GIVEN DATA →
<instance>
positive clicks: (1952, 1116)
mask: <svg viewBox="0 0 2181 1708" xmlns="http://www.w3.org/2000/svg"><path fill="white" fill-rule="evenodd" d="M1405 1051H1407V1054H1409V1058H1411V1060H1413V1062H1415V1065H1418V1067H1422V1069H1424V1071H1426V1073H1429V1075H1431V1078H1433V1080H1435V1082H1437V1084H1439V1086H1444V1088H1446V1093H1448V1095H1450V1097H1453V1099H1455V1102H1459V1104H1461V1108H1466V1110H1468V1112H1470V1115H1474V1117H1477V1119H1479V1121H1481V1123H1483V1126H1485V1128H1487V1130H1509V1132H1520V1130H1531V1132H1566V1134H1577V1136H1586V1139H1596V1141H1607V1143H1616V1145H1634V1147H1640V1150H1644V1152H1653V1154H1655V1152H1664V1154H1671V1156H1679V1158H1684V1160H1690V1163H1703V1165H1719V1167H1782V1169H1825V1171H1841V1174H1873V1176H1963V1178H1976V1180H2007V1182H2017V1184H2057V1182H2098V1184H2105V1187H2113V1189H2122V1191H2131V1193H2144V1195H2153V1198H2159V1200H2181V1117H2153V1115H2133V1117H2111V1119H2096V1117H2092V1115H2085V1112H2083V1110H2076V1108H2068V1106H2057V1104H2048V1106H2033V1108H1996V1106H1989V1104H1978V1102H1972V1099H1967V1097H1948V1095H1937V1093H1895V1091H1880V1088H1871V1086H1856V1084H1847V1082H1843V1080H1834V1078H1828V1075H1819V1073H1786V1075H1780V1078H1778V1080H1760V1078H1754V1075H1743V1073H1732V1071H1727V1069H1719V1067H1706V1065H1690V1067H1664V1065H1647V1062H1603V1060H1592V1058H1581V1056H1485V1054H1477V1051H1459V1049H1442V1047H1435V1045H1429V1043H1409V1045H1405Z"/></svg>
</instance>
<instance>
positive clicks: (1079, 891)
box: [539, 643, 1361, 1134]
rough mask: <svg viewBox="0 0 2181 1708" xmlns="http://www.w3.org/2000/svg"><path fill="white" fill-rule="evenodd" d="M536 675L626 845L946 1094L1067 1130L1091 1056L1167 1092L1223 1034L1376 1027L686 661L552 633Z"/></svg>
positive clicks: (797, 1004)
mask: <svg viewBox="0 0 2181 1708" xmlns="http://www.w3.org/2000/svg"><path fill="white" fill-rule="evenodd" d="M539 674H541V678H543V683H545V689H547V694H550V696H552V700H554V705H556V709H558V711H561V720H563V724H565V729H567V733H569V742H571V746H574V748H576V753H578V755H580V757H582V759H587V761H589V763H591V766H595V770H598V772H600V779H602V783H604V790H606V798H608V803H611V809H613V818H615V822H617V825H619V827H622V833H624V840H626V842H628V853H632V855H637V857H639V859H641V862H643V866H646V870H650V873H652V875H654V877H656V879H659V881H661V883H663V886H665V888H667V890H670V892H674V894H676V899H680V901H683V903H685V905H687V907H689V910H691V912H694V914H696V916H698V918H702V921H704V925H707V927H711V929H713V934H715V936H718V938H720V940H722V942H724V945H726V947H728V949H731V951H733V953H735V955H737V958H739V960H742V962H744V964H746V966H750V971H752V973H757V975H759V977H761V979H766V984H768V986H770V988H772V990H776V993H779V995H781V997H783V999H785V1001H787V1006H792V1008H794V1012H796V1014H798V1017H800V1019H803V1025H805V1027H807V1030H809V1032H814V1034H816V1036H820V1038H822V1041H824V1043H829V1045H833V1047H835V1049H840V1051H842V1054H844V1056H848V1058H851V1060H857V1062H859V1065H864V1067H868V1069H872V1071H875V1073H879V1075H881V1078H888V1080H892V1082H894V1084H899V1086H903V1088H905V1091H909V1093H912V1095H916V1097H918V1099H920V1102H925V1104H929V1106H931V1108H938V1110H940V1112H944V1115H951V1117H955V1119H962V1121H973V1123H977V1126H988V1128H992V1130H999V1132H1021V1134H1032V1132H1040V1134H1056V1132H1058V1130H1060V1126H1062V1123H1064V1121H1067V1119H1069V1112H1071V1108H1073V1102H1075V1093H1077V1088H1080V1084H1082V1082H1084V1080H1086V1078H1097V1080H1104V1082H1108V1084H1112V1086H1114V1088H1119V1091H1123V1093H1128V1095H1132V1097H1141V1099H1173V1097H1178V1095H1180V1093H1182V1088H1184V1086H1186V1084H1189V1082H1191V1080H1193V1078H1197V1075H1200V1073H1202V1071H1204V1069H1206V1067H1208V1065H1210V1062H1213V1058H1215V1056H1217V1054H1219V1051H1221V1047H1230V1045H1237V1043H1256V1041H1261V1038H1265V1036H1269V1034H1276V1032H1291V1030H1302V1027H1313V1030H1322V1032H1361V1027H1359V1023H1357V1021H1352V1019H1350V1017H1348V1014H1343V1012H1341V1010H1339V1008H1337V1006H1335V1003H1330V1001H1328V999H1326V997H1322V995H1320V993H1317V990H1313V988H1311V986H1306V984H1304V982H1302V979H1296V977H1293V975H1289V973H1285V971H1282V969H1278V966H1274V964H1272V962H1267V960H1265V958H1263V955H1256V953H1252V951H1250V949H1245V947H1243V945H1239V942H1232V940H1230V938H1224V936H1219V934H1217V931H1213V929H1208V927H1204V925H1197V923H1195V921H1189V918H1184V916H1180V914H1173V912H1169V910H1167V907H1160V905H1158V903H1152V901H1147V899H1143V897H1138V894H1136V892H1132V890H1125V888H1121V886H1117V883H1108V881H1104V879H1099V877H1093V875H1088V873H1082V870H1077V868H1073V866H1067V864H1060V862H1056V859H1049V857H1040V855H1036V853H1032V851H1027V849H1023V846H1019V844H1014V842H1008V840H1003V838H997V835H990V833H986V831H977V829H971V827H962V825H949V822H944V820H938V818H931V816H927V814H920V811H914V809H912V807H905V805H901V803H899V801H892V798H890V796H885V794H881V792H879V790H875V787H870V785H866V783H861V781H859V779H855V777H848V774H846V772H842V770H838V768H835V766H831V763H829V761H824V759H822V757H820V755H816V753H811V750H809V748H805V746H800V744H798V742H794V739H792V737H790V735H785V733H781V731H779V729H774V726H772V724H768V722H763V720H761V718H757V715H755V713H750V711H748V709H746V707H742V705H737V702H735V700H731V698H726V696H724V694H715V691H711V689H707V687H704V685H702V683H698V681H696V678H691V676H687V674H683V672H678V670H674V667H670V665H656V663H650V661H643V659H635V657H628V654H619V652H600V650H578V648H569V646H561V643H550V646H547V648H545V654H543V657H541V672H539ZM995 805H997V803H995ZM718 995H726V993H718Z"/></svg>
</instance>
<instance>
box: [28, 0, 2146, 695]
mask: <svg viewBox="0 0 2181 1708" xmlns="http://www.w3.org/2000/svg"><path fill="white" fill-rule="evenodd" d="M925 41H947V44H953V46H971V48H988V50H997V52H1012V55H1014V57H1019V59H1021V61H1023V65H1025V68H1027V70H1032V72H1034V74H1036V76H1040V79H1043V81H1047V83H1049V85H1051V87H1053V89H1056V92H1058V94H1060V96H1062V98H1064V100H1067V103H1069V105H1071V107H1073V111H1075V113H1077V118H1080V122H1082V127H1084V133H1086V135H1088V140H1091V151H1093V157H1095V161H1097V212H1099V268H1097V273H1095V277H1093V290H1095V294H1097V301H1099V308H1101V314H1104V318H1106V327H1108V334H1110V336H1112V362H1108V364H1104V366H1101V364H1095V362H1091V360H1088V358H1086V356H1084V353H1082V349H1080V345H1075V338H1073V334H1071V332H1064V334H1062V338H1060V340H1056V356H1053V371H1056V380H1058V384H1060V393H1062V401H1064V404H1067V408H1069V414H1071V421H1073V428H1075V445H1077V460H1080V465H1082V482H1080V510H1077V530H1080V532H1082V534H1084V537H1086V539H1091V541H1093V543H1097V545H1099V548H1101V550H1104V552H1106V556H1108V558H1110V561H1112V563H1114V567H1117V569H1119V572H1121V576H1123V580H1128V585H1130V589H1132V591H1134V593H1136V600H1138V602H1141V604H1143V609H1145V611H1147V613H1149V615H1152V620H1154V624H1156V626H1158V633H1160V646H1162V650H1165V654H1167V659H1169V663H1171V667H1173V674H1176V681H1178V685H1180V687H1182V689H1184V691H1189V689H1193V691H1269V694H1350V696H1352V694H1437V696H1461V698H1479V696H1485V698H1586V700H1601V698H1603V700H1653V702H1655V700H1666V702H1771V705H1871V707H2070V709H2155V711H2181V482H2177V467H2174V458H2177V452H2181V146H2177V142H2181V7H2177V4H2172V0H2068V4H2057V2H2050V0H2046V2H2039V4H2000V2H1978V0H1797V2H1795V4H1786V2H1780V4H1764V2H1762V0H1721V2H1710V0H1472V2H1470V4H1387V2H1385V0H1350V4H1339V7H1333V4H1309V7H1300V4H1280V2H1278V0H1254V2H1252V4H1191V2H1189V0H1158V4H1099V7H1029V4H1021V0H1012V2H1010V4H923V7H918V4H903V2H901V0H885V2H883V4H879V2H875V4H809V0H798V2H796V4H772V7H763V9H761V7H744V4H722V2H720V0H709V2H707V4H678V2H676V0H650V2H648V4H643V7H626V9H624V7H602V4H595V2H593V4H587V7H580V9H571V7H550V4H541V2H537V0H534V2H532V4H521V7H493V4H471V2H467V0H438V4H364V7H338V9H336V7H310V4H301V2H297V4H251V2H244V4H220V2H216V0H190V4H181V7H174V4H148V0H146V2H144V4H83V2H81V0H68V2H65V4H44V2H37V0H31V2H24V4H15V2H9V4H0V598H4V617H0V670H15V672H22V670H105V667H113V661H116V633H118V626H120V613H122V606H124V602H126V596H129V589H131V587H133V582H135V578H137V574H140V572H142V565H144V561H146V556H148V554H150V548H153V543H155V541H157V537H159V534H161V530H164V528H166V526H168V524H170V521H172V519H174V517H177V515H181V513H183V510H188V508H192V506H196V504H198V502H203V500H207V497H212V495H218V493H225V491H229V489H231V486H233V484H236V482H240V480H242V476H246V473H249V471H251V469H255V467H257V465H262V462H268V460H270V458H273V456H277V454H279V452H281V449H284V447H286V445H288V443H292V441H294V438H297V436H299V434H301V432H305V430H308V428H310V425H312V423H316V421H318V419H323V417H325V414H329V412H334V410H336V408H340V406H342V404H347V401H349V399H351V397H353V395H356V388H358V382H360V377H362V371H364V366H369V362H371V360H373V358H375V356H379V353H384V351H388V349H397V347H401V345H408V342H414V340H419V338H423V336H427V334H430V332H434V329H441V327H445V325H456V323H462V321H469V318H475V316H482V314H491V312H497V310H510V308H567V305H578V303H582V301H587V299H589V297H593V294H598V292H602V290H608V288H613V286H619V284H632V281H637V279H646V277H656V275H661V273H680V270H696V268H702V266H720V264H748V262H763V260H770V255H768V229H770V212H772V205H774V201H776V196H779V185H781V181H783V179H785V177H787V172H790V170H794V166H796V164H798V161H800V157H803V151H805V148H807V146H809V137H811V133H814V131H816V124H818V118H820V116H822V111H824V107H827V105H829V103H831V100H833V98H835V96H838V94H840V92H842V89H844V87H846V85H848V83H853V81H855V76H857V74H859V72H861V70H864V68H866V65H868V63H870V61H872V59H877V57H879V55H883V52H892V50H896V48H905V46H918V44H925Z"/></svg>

WORK INSTRUCTION → Only the lines above that include the word "clicks" belong in the answer; copy each one.

SOLUTION TO THIS TASK →
positive clicks: (1952, 1116)
positive clicks: (1079, 891)
positive clicks: (797, 1004)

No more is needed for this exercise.